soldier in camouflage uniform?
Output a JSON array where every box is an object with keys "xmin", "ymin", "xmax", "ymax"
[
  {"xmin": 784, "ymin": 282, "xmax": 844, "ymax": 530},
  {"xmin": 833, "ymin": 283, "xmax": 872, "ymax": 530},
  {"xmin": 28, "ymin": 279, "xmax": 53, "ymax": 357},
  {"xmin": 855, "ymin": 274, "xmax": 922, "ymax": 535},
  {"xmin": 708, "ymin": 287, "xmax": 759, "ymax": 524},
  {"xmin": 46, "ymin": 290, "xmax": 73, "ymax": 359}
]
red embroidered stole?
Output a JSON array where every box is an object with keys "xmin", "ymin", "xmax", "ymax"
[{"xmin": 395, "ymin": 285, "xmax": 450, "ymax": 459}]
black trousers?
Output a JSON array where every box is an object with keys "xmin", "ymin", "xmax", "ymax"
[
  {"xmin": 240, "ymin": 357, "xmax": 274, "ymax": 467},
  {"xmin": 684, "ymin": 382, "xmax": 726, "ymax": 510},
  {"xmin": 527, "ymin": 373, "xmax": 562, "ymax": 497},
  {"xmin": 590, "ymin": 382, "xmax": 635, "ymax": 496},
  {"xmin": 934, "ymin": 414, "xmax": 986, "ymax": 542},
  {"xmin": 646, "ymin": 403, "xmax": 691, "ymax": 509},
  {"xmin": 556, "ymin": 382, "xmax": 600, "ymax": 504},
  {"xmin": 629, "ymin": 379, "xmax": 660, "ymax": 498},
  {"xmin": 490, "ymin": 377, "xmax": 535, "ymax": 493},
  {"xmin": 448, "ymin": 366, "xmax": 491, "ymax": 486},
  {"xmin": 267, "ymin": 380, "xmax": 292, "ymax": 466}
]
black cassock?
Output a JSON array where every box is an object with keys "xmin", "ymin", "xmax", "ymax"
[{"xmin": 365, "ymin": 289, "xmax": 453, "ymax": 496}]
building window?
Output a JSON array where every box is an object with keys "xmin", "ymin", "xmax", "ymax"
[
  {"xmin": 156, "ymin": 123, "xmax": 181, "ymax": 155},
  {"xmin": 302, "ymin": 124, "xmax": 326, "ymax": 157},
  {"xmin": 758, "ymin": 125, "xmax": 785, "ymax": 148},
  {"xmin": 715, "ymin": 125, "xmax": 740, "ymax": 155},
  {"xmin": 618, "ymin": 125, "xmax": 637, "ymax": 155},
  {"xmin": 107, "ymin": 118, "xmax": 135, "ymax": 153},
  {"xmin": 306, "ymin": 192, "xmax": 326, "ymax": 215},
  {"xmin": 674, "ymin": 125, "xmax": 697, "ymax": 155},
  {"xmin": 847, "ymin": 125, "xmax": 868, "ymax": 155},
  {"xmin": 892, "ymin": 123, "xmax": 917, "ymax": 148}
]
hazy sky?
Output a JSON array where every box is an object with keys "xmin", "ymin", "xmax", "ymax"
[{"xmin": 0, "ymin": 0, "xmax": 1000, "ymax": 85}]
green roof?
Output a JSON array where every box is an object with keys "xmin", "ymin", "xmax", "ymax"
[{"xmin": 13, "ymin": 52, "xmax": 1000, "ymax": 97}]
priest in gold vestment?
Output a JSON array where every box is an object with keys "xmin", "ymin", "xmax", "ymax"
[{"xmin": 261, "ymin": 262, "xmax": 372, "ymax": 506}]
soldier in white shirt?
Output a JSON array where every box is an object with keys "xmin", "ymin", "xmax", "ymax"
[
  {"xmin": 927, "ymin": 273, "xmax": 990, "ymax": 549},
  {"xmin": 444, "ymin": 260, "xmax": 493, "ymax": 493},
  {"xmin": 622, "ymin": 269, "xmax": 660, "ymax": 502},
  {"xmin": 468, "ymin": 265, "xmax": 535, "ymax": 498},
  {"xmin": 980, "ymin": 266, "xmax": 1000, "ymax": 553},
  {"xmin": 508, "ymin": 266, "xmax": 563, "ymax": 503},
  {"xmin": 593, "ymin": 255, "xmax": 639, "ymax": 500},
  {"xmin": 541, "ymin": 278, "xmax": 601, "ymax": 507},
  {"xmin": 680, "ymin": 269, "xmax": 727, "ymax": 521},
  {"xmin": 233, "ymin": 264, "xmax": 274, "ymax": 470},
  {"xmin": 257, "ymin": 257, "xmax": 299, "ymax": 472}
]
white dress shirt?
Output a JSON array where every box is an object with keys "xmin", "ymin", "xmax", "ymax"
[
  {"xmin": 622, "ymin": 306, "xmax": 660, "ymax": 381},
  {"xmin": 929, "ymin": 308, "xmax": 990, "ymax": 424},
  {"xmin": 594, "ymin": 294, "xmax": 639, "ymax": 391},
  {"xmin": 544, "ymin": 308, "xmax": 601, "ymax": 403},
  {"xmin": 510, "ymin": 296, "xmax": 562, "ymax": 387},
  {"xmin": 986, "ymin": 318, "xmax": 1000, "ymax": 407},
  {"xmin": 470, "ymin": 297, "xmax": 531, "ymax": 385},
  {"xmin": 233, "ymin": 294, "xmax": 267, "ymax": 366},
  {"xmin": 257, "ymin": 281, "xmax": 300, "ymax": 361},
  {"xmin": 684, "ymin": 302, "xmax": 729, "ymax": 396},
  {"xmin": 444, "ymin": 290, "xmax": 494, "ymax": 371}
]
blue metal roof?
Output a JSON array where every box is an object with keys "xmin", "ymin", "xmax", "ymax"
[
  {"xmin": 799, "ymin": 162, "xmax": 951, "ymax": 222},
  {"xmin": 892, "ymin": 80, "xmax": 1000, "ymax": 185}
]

● ● ● ● ● ● ●

Extract every line of the records above word for word, without changing or leaving out anything.

Written solution -
soldier in camouflage uniform?
Output a JSON array where every box is an object with keys "xmin", "ymin", "xmax", "ymax"
[
  {"xmin": 784, "ymin": 282, "xmax": 844, "ymax": 530},
  {"xmin": 833, "ymin": 283, "xmax": 872, "ymax": 530},
  {"xmin": 28, "ymin": 279, "xmax": 53, "ymax": 357},
  {"xmin": 855, "ymin": 274, "xmax": 922, "ymax": 535},
  {"xmin": 708, "ymin": 287, "xmax": 759, "ymax": 524},
  {"xmin": 46, "ymin": 290, "xmax": 73, "ymax": 359}
]
red embroidered stole?
Output a JSON array where every box is an object with keys "xmin", "ymin", "xmax", "ymax"
[{"xmin": 395, "ymin": 285, "xmax": 450, "ymax": 459}]
black trousers?
Output a JSON array where every box is an object with keys "xmin", "ymin", "xmax", "ymax"
[
  {"xmin": 240, "ymin": 357, "xmax": 274, "ymax": 467},
  {"xmin": 684, "ymin": 382, "xmax": 726, "ymax": 510},
  {"xmin": 527, "ymin": 373, "xmax": 562, "ymax": 497},
  {"xmin": 590, "ymin": 382, "xmax": 635, "ymax": 496},
  {"xmin": 934, "ymin": 414, "xmax": 986, "ymax": 542},
  {"xmin": 646, "ymin": 403, "xmax": 691, "ymax": 509},
  {"xmin": 556, "ymin": 382, "xmax": 600, "ymax": 504},
  {"xmin": 629, "ymin": 379, "xmax": 660, "ymax": 498},
  {"xmin": 490, "ymin": 377, "xmax": 535, "ymax": 493},
  {"xmin": 448, "ymin": 366, "xmax": 491, "ymax": 486},
  {"xmin": 267, "ymin": 380, "xmax": 292, "ymax": 466}
]
black cassock?
Output a JSON array where every box is an object with keys "xmin", "ymin", "xmax", "ymax"
[{"xmin": 365, "ymin": 289, "xmax": 453, "ymax": 496}]
building window?
Output a JSON array where every box is an object with keys "xmin", "ymin", "xmax", "ymax"
[
  {"xmin": 156, "ymin": 123, "xmax": 181, "ymax": 155},
  {"xmin": 302, "ymin": 124, "xmax": 326, "ymax": 157},
  {"xmin": 758, "ymin": 125, "xmax": 785, "ymax": 148},
  {"xmin": 715, "ymin": 125, "xmax": 740, "ymax": 155},
  {"xmin": 618, "ymin": 125, "xmax": 637, "ymax": 155},
  {"xmin": 107, "ymin": 118, "xmax": 135, "ymax": 153},
  {"xmin": 306, "ymin": 192, "xmax": 326, "ymax": 215},
  {"xmin": 674, "ymin": 125, "xmax": 697, "ymax": 155},
  {"xmin": 847, "ymin": 125, "xmax": 868, "ymax": 155},
  {"xmin": 892, "ymin": 123, "xmax": 917, "ymax": 148}
]
hazy sky?
Output a JSON array where every box is an object with keys "xmin", "ymin", "xmax", "ymax"
[{"xmin": 0, "ymin": 0, "xmax": 1000, "ymax": 85}]
green roof?
Output a JSON array where every box is an object with keys "xmin", "ymin", "xmax", "ymax"
[{"xmin": 13, "ymin": 52, "xmax": 1000, "ymax": 97}]
priest in gold vestment?
Output a JSON array where every box is an object with keys "xmin", "ymin", "xmax", "ymax"
[{"xmin": 261, "ymin": 262, "xmax": 372, "ymax": 506}]
soldier in white shirt?
Output a JSON array where every box is an object with keys "xmin", "ymin", "xmax", "ymax"
[
  {"xmin": 927, "ymin": 273, "xmax": 990, "ymax": 549},
  {"xmin": 444, "ymin": 260, "xmax": 493, "ymax": 493},
  {"xmin": 622, "ymin": 269, "xmax": 660, "ymax": 502},
  {"xmin": 468, "ymin": 265, "xmax": 535, "ymax": 498},
  {"xmin": 980, "ymin": 266, "xmax": 1000, "ymax": 553},
  {"xmin": 508, "ymin": 266, "xmax": 563, "ymax": 503},
  {"xmin": 593, "ymin": 255, "xmax": 639, "ymax": 500},
  {"xmin": 541, "ymin": 278, "xmax": 601, "ymax": 507},
  {"xmin": 680, "ymin": 269, "xmax": 727, "ymax": 521},
  {"xmin": 233, "ymin": 264, "xmax": 274, "ymax": 470},
  {"xmin": 257, "ymin": 257, "xmax": 299, "ymax": 472}
]
white dress shirt?
Output a JSON array where every box is an object with keys "xmin", "ymin", "xmax", "ymax"
[
  {"xmin": 622, "ymin": 306, "xmax": 660, "ymax": 381},
  {"xmin": 929, "ymin": 308, "xmax": 990, "ymax": 424},
  {"xmin": 594, "ymin": 294, "xmax": 639, "ymax": 391},
  {"xmin": 544, "ymin": 308, "xmax": 601, "ymax": 403},
  {"xmin": 510, "ymin": 296, "xmax": 562, "ymax": 387},
  {"xmin": 986, "ymin": 318, "xmax": 1000, "ymax": 407},
  {"xmin": 470, "ymin": 297, "xmax": 531, "ymax": 385},
  {"xmin": 233, "ymin": 294, "xmax": 267, "ymax": 366},
  {"xmin": 257, "ymin": 281, "xmax": 300, "ymax": 361},
  {"xmin": 684, "ymin": 302, "xmax": 729, "ymax": 396},
  {"xmin": 444, "ymin": 290, "xmax": 494, "ymax": 371}
]
blue metal roof?
Output a JSON array where every box is an object with keys "xmin", "ymin", "xmax", "ymax"
[
  {"xmin": 799, "ymin": 162, "xmax": 951, "ymax": 222},
  {"xmin": 892, "ymin": 80, "xmax": 1000, "ymax": 185}
]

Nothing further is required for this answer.